• **DATA TO USE**:
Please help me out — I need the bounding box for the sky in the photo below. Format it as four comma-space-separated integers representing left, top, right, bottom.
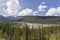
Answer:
0, 0, 60, 16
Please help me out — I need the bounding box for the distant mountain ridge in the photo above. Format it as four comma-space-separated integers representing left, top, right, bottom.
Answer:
0, 15, 60, 23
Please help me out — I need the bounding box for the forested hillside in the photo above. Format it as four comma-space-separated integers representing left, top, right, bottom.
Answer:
0, 23, 60, 40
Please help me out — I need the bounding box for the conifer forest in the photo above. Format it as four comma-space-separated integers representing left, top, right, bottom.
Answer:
0, 23, 60, 40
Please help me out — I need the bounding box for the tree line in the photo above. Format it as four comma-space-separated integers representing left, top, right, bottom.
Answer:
0, 23, 60, 40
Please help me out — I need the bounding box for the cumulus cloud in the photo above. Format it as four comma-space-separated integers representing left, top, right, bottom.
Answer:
5, 0, 21, 15
0, 0, 8, 6
46, 7, 60, 16
17, 8, 33, 16
38, 2, 47, 11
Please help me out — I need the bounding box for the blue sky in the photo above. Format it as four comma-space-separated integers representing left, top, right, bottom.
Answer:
0, 0, 60, 16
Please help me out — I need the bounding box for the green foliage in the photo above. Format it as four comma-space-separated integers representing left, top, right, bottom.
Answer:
0, 23, 60, 40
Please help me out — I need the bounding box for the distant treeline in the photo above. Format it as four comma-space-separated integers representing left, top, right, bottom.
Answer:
0, 23, 60, 40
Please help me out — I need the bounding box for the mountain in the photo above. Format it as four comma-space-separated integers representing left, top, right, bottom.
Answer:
0, 15, 60, 23
0, 15, 9, 22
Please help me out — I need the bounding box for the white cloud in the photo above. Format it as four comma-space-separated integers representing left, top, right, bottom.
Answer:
17, 8, 33, 16
38, 2, 47, 11
46, 7, 60, 16
0, 0, 8, 6
5, 0, 21, 16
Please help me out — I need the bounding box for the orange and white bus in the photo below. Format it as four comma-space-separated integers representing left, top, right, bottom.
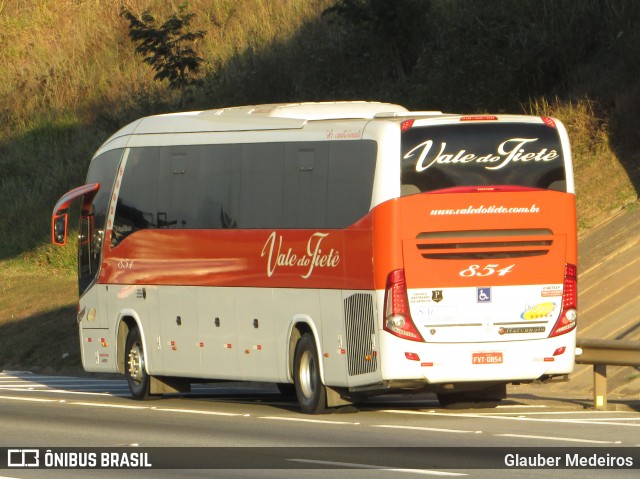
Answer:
52, 102, 577, 413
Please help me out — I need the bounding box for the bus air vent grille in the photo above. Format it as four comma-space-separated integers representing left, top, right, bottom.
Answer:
344, 293, 378, 376
416, 229, 553, 259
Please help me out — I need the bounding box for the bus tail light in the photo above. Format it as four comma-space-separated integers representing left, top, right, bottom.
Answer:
384, 269, 424, 342
549, 264, 578, 338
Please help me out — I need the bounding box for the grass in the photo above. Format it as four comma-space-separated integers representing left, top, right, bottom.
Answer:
0, 0, 640, 374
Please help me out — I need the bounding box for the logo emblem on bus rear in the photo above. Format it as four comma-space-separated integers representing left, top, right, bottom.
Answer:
431, 289, 444, 303
476, 288, 491, 303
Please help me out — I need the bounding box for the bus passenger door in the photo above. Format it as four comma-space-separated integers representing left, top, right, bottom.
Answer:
158, 286, 201, 377
236, 288, 278, 381
197, 287, 240, 379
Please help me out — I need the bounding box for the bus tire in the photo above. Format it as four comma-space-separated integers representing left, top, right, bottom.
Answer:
124, 326, 151, 401
293, 333, 327, 414
276, 383, 296, 398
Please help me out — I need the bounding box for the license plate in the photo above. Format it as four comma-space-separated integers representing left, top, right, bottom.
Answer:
471, 352, 502, 364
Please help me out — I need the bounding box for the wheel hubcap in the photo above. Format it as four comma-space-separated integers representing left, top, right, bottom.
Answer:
300, 352, 316, 398
129, 343, 144, 383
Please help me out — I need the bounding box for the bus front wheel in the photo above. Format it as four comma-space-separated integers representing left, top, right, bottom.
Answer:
293, 333, 327, 414
125, 327, 151, 400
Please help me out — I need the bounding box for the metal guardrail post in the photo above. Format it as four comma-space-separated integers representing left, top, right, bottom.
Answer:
593, 364, 607, 411
576, 338, 640, 411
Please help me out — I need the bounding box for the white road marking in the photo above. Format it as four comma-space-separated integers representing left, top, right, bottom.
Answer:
371, 424, 482, 434
258, 416, 360, 426
0, 396, 58, 402
494, 434, 618, 444
151, 407, 243, 416
67, 401, 151, 409
380, 409, 640, 427
287, 459, 468, 476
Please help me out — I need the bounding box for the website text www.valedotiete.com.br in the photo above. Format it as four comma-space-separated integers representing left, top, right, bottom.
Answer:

• **BRIEF**:
Recast the material between the lines holding "for the logo" and "287, 459, 468, 476", inclusive, as a two-column CSV headed text and answer. Each row pairs one text with its answer, with each field in double quotes and line breaks replaced by spaces.

• **FINAL RESULT**:
text,answer
"Please help me out — I need the bounding box for the logo emblem on bus rear in the photo above. Format it as four comma-space-separated integers representing left, top, right, bottom. Answer:","431, 289, 444, 303 476, 288, 491, 303"
"Please help me out — I need the bounding box for the bus passenger door in the photo above. Format it as four comma-space-separated integers representing left, top, right, bottom. Answer:","158, 286, 201, 377 236, 288, 278, 381 197, 287, 240, 379"
"Please help me out — I need the bounding box for the bus tire in the photo above. Format it as four comma-space-separated integers representing left, top, right, bottom. Answer:","124, 326, 151, 401 293, 333, 327, 414 276, 383, 296, 398"
"Please help me out — I need the bounding box for the license plate in the photo above. Format it as four comma-space-separated integers representing left, top, right, bottom. Answer:","471, 352, 502, 364"
"Please help me out — I need the bounding box for the wheel hubcap in the photo above. Format it as four comma-space-separated integers representing left, top, right, bottom. Answer:","300, 352, 316, 398 129, 343, 144, 383"
"Please help me out — I need the bounding box for the bus front wheel in the photo above. Format it as four comma-space-separated integers representing left, top, right, bottom. Answer:","293, 333, 327, 414 125, 327, 151, 400"
"Please help me out — I need the bounding box for the metal guardrail post in the photo above. Format it as four comma-space-separated integers representing left, top, right, bottom. Answer:","593, 364, 607, 411 576, 338, 640, 411"
"Please help me out — I need the bounding box for the white road marking in the photo above. Format it as four comma-space-separated integers representing left, top, right, bottom. Answer:","371, 424, 482, 434 258, 416, 360, 426 0, 396, 58, 402 494, 434, 618, 444 151, 407, 243, 416 67, 401, 151, 409 380, 409, 640, 427 287, 459, 468, 476"